- _What this task involves_
Present the following data again exactly as it is shown.

>> start Supplied entries

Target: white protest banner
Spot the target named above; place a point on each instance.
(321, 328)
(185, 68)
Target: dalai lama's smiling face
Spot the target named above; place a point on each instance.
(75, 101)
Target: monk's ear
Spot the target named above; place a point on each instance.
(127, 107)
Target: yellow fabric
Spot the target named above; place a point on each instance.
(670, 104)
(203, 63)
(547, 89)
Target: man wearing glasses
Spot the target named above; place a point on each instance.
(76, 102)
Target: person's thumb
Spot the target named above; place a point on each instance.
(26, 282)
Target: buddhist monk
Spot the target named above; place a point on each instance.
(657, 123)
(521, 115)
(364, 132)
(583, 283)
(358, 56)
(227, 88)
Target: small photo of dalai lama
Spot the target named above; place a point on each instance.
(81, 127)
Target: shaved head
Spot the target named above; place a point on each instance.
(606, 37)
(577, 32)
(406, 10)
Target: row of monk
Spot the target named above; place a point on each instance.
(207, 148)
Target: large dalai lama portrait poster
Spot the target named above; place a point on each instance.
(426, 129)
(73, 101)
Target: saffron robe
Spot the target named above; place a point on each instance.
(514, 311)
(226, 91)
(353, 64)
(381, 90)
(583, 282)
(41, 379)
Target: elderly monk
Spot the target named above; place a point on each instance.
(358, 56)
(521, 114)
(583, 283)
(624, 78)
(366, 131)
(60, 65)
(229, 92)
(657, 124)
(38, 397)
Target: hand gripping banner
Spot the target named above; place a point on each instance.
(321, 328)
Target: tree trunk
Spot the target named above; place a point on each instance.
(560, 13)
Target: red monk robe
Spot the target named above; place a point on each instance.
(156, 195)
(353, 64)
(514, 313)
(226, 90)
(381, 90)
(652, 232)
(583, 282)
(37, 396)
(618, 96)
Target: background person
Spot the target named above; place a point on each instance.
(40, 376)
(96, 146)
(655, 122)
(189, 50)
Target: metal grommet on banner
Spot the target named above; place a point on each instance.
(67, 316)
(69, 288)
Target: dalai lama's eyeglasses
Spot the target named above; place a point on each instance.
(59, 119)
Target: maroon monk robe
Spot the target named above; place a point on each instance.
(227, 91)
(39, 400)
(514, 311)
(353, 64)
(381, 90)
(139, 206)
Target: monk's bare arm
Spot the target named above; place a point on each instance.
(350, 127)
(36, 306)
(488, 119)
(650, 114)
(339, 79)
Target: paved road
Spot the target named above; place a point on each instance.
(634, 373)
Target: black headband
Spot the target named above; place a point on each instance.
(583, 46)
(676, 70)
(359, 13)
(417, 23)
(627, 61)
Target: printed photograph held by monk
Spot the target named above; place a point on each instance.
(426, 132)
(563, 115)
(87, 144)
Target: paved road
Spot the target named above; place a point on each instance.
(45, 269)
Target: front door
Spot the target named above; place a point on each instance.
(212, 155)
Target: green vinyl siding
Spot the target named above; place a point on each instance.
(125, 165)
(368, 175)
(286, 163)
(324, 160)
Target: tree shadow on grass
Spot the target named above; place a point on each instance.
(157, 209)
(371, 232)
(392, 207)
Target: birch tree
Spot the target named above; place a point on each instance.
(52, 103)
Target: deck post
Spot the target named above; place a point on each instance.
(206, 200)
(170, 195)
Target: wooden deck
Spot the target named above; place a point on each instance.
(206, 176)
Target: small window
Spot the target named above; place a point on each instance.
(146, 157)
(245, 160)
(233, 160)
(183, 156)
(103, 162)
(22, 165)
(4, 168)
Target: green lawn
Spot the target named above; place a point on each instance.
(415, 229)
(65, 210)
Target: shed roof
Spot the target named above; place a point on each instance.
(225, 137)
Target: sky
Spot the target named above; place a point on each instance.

>> end Supplied entries

- _Complete output_
Target: white protest banner
Spot the target named above; place a point on each instance.
(321, 328)
(185, 68)
Target: dalai lama's smiling face
Spot the target named above; place a point on each instance.
(75, 101)
Target: monk's ear
Spot the target named above; place a point on each instance.
(127, 107)
Target: yellow fabric
Spot the target named above; place a point on each instance.
(670, 104)
(203, 63)
(547, 89)
Target: man wearing glasses
Spot the target named above; place a point on each instance.
(76, 102)
Target: person's thumb
Spot the target named above; place a point on each instance.
(26, 282)
Target: buddhist monk
Spot the target named above; place a point on each instance.
(657, 123)
(521, 115)
(364, 132)
(583, 283)
(358, 56)
(227, 88)
Target: small photo of dalai lama
Spot the target named above; place a point on each instance.
(81, 127)
Target: shaved head
Spot the target named above; place a point on each instance.
(606, 37)
(577, 32)
(406, 10)
Target: row of monk
Spot the target named above; place a point on each instance.
(207, 148)
Target: large dalai lama portrait poster
Spot the target named above; place a point on each instance.
(426, 129)
(73, 101)
Target: saffron robe
Spot the target named above; place a point on each instance.
(514, 311)
(226, 91)
(353, 64)
(381, 90)
(583, 282)
(41, 379)
Target: elderly monk
Spot the target named above; place a point on each instance.
(358, 56)
(521, 114)
(583, 283)
(624, 78)
(366, 131)
(60, 65)
(229, 92)
(657, 124)
(38, 397)
Target: hand gripping banner
Spot the target named above; place a point on each instance.
(321, 328)
Target: tree trunk
Spot the target named above; place a point on each instance.
(560, 13)
Target: red monk robe
Spot the target named above; place a point on each instance.
(156, 195)
(353, 64)
(514, 313)
(226, 90)
(381, 90)
(652, 232)
(583, 282)
(37, 396)
(618, 96)
Target: background person
Spot the target named above; place a point on each instance.
(40, 376)
(96, 146)
(655, 122)
(189, 50)
Target: metal grommet on banner
Spot the target named above; place a point on each instance.
(67, 316)
(69, 288)
Target: dalai lama's eyeglasses
Spot the target named above; place a point on each instance.
(59, 119)
Target: maroon monk robe
Spot the target named above; place a point on each instance.
(227, 91)
(39, 400)
(514, 311)
(353, 64)
(381, 90)
(139, 206)
Target: monk's bare arm
Spot the target named above; place a point on each instance.
(350, 127)
(36, 306)
(488, 119)
(650, 114)
(339, 79)
Target: paved road
Spot the target named above; place a point on each instance.
(634, 373)
Target: black headband
Spot the target named above; place a point on each instance.
(583, 46)
(676, 70)
(359, 13)
(417, 23)
(627, 61)
Target: printed photograph held by monk
Spot the target named above; place a point on each instance.
(426, 132)
(563, 115)
(87, 144)
Target: paved road
Spot the target named above; place a point on each instance.
(45, 269)
Target: front door
Spot the target named above; place a point on each instance.
(212, 155)
Target: green vinyl siding
Spot the target named above; place a point on each instance.
(125, 165)
(368, 175)
(286, 163)
(324, 160)
Target: tree shadow on grass
Spot the target named above; place a point on each instance.
(157, 209)
(371, 232)
(392, 207)
Target: birch tree
Spot the target named above; place a point on each instance.
(52, 103)
Target: deck post
Spot the target named above; place a point on each instance.
(206, 200)
(170, 195)
Target: wooden deck
Spot the target named above; place a point on each instance.
(206, 176)
Target: small window
Spot the target named above; place a point on each instance.
(146, 157)
(245, 160)
(233, 160)
(183, 156)
(103, 162)
(22, 165)
(4, 168)
Target: green lawn
Spot the target named above; place a point on each instance.
(415, 229)
(65, 210)
Target: shed roof
Spot the target named above; place a point on each instance.
(225, 137)
Target: sky
Spot the target named above; place a point on each instance.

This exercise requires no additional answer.